START DOCUMENT SECTION

Or let's suppose we are of some other faith or maybe no faith at all. We still claim to be good ordinary people. We believe in ourselves. We believe in our country. That's fine; we should, but there two sides to good people. We are all flawed, and unless we understand these flaws there is little hope for salvation, spiritually or materially.

I was a young impressionable child during World War II. I read comic books and went to the movies. Germany and Japan were the enemy. They did horrible things. They tortured people. Of course America and its allies didn't do anything like that. There was absolutely no question in my mind. We were the good guys.

Over the years, I lost much of that innocence. I was not so much shocked as saddened when memos about American's own torture programs began to leak out. The question apparently was no longer, did America torture, but was the torture justified? Did it save American lives? Many good, law-abiding people thought it was, and it did.

So much for Germany and Japan's atrocities during WWII. They too thought they were justified. War does that to people, and torture, like war, has a long history. Legalized torture has existed in democracies since Greek and Roman times. American prisons developed a system of interrogation using electricity early in the 20th century. Torture techniques used in Guantanamo Bay and Abu Ghraib prison in Iraq were imported from China, the Soviet Union and other totalitarian states.

END DOCUMENT SECTION
START RECORDED INFORMATION

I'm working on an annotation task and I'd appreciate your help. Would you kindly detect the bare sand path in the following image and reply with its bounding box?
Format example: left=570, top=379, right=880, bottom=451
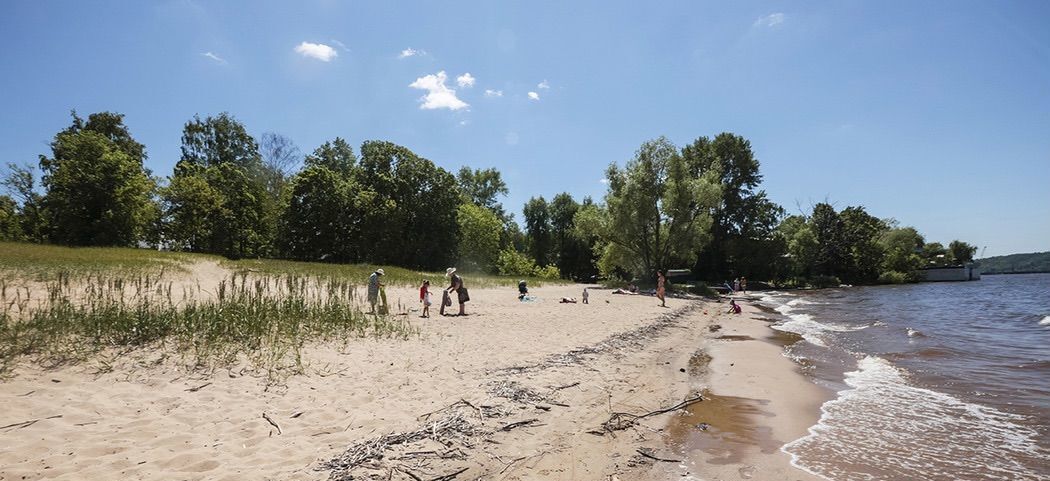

END RECORDED INFORMATION

#### AIM:
Continue the essay on good people and torture, starting after its final sentence about the techniques imported from China, the Soviet Union and other totalitarian states.

#### EXERCISE RESULT:
In "The Long Shadow of Torture," author Darius Rejali, one of the world's leading experts on torture, comments on the nature of those who practice it. What shocked him, he says, is how educated, sophisticated and socially acceptable they were.

"Everybody expects that when evil walks in the door it's going to have horns and a tail (but when) evil walks in the door it usually has a good French education or American education and invites you out for a beer and is very friendly."

But why bring this up now? Remember my question: What kind of person are you? For example, do you believe torture is sometimes necessary for national security? We do have a number of studies that say it doesn't work, but that begs the question. Maybe it does; maybe it doesn't. But even if it does, what happens to the people who practices it and the nation that allows it?

People are what they do, not how they look, or what kind of title they hold. To torture another individual is to exercise absolute power over him, and that kind of power corrupts, whether it's practiced by an individual or a nation.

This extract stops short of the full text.